O “poder simbólico”, segundo Bourdieu (2012), é um poder invisível, quase mágico, que permite conquistar o equivalente àquilo que é obtido pela força (física ou econômica). Esse poder arbitrário só pode ser exercido com a cumplicidade daqueles que não reconhecem estarem sujeitos a ele, ou o exercerem. Agentes sociais que possuem o “capital simbólico” dominante em um campo detêm o “poder simbólico” dele.

A “regra de gênero”, que exige que as equipes sejam mistas, não apenas como prova da resistência das mulheres, mas como demonstração de que a “especialização” específica das equipes é importante, está presente no discurso dos praticantes de CA, os quais, embora reconheçam as habilidades físicas das mulheres, sugerem que sua especificidade (em equipe) é valorizada em relação à força física associada ao sexo masculino. Ou seja, a gestão de risco, considerada chave no sucesso nas provas de CA, é uma qualidade atribuída com mais frequência às mulheres. Assim, o discurso da CA dá prioridade à gestão de risco (atribuída às mulheres) como mais fundamental numa equipe, do que a resistência/força física (atribuída aos homens), parecendo, ao menos em nível do discurso, constituir um local de desporto igualitário – se não feminino – tendencioso (KAY; LABERGE, 2004).

Matthew Atencio e colaboradores (2009), em estudo realizado também à luz dos pensamentos de Bourdieu, analisaram a mídia especializada de skateboarding e concluíram que tal segmento mantém as divisões de gênero baseadas na lógica do individualismo e da incorporação do “habitus masculino”, associado ao risco e à proeza, resultando em recompensa com capital social e cultural. Já a concepção de “habitus feminino” está associada à falta de habilidade e aversão ao risco, resultando em participantes inautênticas nesse campo social.
══════════════════════════════
**O QUE FAZER:**
**A)** Reproduza o trecho sobre poder simbólico e gênero no esporte, começando em "Matthew Atencio e" e seguindo até "nesse campo social.".
**B)** No trecho sobre poder simbólico e gênero no esporte, a que está associada a concepção de "habitus feminino"?
══════════════════════════════
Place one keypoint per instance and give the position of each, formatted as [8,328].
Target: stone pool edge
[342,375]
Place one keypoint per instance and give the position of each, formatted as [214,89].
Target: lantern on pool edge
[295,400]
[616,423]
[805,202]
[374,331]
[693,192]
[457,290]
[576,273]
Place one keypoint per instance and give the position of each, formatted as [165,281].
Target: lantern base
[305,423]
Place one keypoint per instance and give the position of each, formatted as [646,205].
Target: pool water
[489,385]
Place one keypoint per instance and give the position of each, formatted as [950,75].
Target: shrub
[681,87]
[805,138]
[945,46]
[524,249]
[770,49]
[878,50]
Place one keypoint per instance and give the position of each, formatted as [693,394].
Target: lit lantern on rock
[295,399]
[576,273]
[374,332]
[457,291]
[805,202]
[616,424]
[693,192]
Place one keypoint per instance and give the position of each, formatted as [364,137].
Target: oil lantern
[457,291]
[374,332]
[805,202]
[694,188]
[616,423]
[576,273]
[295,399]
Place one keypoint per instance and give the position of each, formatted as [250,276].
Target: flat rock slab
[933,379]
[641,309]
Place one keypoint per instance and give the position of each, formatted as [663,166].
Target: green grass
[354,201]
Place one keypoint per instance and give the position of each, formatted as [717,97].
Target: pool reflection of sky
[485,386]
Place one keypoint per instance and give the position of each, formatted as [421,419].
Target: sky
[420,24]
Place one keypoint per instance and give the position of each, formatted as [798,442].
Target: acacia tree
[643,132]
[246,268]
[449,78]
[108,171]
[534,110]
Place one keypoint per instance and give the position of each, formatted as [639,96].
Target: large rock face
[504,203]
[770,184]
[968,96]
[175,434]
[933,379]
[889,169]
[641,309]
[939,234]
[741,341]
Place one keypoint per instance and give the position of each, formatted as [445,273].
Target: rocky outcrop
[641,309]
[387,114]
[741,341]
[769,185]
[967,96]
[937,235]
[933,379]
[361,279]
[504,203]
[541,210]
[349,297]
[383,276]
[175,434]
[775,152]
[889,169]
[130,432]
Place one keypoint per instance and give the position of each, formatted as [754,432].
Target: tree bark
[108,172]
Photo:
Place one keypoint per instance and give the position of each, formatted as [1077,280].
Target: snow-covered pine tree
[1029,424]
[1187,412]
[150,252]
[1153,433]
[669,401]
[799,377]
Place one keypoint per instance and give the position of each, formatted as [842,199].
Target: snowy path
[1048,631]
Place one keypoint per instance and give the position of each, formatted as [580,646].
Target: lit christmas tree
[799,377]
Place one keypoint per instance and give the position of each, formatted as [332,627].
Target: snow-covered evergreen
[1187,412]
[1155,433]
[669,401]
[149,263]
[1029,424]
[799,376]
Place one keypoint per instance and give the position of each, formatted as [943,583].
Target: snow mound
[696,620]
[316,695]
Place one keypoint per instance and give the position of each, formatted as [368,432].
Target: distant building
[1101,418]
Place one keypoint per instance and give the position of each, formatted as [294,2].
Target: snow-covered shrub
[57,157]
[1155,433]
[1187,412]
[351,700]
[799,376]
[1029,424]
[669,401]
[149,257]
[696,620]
══════════════════════════════
**RESPOSTAS RESOLVIDAS:**
**A)**
Matthew Atencio e colaboradores (2009), em estudo realizado também à luz dos pensamentos de Bourdieu, analisaram a mídia especializada de skateboarding e concluíram que tal segmento mantém as divisões de gênero baseadas na lógica do individualismo e da incorporação do “habitus masculino”, associado ao risco e à proeza, resultando em recompensa com capital social e cultural. Já a concepção de “habitus feminino” está associada à falta de habilidade e aversão ao risco, resultando em participantes inautênticas nesse campo social.

**B)** À falta de habilidade e à aversão ao risco.